··· Texte fourni ···
L’ordre des moines cisterciens fondé à Citeaux en 1098 s’est développé à une vitesse prodigieuse. Dans le sud de la France, en particulier au XIIe siècle, quarante-deux abbayes ont été fondées, et chacune d’entre elles a créé de une à quatorze granges ou fermes à proximité1. L’idée que ces moines étaient des pionniers occupant des régions désertiques non cultivées et sauvages pour les défricher s’est répandue et reste une opinion très ancrée. Les guides qui assurent les visites de certains monastères cisterciens propagent souvent cette affirmation. Même les livrets publiés par les Monuments Historiques, tel celui de l’abbaye de l’Escaladieu, mentionnent cette notion de désert initial.
Est-ce une idée reçue ou une réalité ?
Des travaux effectués aux États-Unis pour répondre à cette importante question ont été publiés par Constance Hoffman-Berman en 1986 : dans tout le Sud-Ouest, quatre-vingt-seize moulins préexistaient, témoignant d’une population abondante, et vingt-neuf ont été construits1. Plus récemment, les recherches d’archives concernant les moulins de Saint–Lys (Haute-Garonne) ont aussi contribué à rejeter ce cliché2.
La commune de Saint-Lys est une bastide typique du Sud-Ouest, fondée en 1280 par paréage entre les moines de l’abbaye de Gimont, propriétaires de la Grange d’Eaubelle à partir de 1148, et le sénéchal Eustache de Beaumarchais, représentant du roi de France3. Subsiste le moulin à vent du XVIIe siècle qui a fonctionné jusqu’en 1947. Devenu une ruine dangereuse et risquant d’être démoli, ce patrimoine a été donné à la commune sous l’impulsion de Denis Sicard et du maire de l’époque, Jacques Troyes, en 1994. L’Association pour la réhabilitation du moulin a été créée et les travaux de restauration terminés en 2000. Les documents d’origine ont été recherchés concernant l’histoire de ce moulin et des quelques autres qui ont disparu. Ayant en main le cartulaire de l’abbaye de Gimont, dans sa version aisément interprétable publiée en 1905, nous avons trouvé ce qui concerne Saint-Lys ainsi que tous les autres actes de l’abbaye même et des cinq granges4. Source de documents authentiques dont les originaux sont aux Archives Départementales d’Auch (photo 1), nous avons été surpris de trouver dans les actes de donation la citation d’un moulin à eau sur l’Eaubelle et d’un autre sur la rivière principale, le Touch. En 1163, Odon et Gérard de Lambès donnent de vastes territoires de la motte de Seysses, terres cultivées et incultes, bois, prés, droits d’eaux, petit et gros moulin et un casal (ferme). En 1164, Yspan de Saiguède abandonne tous ses droits sur le domaine de Saint-Julien d’Eaubelle, sur les casals de Saint-Julien, sur l’anglade qui est
devant le gué du moulin (photo 2), la totalité du territoire clos du moulin, moyennant le versement de 15 sols, une sorte de vente.
··· Données ···
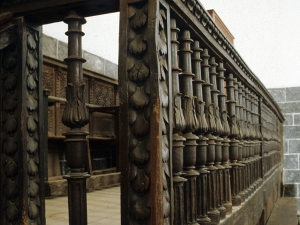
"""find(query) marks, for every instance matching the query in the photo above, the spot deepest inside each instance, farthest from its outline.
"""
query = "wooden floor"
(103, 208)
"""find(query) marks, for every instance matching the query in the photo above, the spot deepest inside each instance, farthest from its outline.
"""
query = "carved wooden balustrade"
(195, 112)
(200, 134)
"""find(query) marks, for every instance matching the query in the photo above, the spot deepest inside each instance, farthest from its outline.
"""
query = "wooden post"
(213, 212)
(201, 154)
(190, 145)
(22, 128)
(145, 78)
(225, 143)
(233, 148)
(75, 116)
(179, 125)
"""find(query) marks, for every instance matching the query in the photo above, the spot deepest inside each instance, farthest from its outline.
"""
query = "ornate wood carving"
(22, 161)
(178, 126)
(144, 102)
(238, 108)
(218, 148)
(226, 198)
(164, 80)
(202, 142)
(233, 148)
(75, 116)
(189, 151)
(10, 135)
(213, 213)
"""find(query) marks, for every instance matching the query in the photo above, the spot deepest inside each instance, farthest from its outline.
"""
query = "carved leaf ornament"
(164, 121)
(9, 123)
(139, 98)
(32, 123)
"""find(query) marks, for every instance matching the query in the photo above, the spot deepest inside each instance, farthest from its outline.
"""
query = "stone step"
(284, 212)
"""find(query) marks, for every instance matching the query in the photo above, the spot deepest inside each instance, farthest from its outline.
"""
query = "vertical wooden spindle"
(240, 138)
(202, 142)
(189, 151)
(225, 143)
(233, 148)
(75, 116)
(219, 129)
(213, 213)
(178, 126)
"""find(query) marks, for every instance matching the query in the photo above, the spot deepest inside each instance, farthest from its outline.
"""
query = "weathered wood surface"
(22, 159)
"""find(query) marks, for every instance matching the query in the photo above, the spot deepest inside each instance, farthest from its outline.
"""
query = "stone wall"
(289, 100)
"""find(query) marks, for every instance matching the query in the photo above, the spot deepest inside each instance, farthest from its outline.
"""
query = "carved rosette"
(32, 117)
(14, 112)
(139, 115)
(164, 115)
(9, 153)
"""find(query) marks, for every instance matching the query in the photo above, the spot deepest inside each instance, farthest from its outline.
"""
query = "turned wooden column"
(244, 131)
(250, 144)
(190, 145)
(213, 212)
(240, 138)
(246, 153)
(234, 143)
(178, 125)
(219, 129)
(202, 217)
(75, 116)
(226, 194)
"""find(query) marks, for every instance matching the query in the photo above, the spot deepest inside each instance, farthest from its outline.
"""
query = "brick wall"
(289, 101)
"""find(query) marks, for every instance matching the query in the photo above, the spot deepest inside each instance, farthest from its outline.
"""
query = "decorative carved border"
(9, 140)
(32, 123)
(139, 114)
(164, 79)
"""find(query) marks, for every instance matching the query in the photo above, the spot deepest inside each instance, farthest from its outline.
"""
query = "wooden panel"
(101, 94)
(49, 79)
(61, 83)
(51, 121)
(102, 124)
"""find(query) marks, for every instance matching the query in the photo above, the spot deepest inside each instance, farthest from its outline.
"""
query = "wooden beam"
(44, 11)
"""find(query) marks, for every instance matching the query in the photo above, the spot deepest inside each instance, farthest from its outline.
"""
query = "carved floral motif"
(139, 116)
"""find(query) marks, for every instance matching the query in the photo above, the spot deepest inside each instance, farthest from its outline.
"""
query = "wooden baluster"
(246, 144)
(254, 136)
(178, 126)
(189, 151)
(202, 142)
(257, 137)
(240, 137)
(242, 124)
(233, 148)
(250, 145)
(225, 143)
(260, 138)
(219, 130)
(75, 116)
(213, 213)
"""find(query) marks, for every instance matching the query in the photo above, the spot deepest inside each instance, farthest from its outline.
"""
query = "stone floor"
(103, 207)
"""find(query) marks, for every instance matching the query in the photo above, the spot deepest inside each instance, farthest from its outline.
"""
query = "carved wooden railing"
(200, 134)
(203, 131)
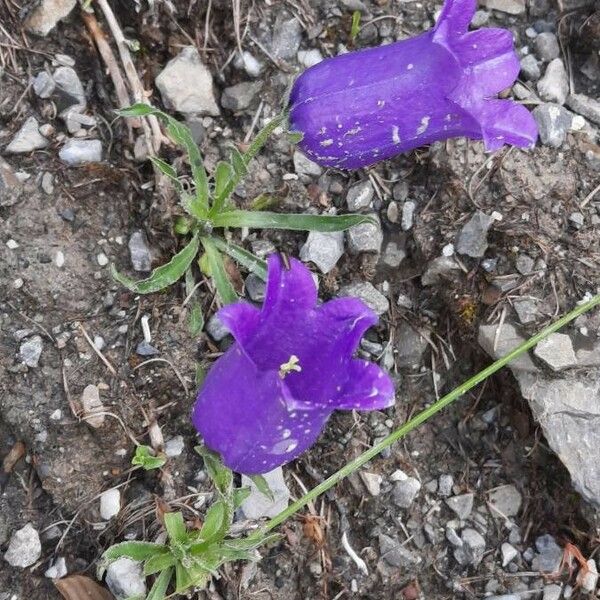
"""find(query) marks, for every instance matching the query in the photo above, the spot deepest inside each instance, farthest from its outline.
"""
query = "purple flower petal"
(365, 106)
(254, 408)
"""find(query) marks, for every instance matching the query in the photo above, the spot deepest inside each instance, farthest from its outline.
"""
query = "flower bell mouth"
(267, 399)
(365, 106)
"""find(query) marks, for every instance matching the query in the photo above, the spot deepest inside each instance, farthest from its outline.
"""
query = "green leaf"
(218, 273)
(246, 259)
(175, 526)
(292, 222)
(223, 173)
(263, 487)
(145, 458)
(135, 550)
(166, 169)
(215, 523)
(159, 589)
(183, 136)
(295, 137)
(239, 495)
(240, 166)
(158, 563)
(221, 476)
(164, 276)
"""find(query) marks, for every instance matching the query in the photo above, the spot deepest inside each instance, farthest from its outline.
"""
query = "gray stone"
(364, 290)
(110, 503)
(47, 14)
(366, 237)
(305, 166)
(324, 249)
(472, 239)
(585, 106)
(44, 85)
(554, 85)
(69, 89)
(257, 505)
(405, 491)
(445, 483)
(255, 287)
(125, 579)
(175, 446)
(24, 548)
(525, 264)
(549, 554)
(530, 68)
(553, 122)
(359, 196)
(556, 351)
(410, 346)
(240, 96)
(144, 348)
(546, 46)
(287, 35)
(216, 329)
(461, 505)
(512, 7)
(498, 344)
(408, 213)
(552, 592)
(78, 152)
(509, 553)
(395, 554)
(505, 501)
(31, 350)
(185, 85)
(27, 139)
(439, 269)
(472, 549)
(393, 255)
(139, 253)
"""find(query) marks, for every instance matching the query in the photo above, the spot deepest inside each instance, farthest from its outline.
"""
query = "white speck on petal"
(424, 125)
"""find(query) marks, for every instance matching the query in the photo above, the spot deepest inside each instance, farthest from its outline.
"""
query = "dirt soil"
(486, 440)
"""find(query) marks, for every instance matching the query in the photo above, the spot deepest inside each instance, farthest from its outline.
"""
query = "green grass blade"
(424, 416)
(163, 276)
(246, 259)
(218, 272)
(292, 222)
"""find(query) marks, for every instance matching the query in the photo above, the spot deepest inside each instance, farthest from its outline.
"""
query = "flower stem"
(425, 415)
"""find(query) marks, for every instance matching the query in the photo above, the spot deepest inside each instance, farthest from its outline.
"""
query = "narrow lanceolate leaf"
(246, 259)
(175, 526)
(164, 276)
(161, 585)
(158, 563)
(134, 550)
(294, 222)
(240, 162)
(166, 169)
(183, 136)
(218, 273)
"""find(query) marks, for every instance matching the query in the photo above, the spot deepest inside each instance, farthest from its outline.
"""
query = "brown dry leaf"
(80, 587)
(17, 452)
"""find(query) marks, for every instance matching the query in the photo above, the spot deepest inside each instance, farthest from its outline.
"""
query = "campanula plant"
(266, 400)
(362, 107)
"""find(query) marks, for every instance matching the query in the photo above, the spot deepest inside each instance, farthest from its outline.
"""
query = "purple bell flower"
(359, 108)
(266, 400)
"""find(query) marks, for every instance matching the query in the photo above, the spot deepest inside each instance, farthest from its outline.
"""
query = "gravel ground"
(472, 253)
···
Poursuivez le texte sur les moines cisterciens et les moulins de Saint-Lys à partir de sa dernière phrase. Le matériel fourni ne joue ici aucun rôle.

En 1166, Bernard-Hugues de Saiguède et son fils donnent à l’abbaye les possessions qu’ils ont dans Saint-Julien avec le moulin de cette grange. Loin d’être anecdotique, on retrouve dix- huit fois la citation de moulins existants dans le cartulaire de Gimont. Tenant compte des confirmations, il y aurait eu onze moulins avant l’occupation par les Cisterciens qui n’en auraient bâti que trois de plus1.
Photo 1 : Cartulaire de l’abbaye de Gimont (1164) – Photo Michel Lajoie-Mazenc
Existe-t-il d’autres documents concernant les moulins dans la région en relation avec l’installation des moines au XIIe siècle ? Dans la thèse récemment soutenue par Stéphane Abadie à l’Université de Toulouse le Mirail en 2015, sur le Temporel monastique dans l’Espace médiéval gascon, l’abbaye prémontrée de la Casedieu (XII-XVIe siècles), on arrive à des constatations analogues5. Les Prémontrés ont trouvé quatre ou cinq moulins quand ils sont arrivés en Gascogne en 1135 : le Moulin d’Arian au sud de Vic-Fezensac et les moulins de St-Jean de Poulge, d’Espalanque et de Ribaute autour de leurs abbayes, sur l’Arros. Ils en auraient peut-être construit quatre au XIIIe siècle.
En estimant que les moulins à eau de Gascogne fournissaient chacun de la farine à plusieurs centaines de familles, il est clair que ces régions étaient très peuplées, ce qui n’est pas surprenant vu la richesse des plaines alluviales. On peut trouver d’autres preuves dans la lecture des cartulaires, non seulement celui de l’abbaye de Gimont mais aussi dans les rares cartulaires conservés jusqu’à nos jours.
En se limitant à la Gascogne et à son voisinage, les abbayes de Belleperche, Berdoues, Bonnefont et Grandselve fournissent de précieux renseignements sur l’exploitation et l’occupation des sols. Les actes mentionnent les casals, les herbages, les jardins, de vastes territoires cultivés, des pâturages ainsi que les droits de passage, de nombreux vignobles, richesse particulière de l’abbaye de Grandselve qui envoyait sa considérable production de vin à Bordeaux par la Garonne.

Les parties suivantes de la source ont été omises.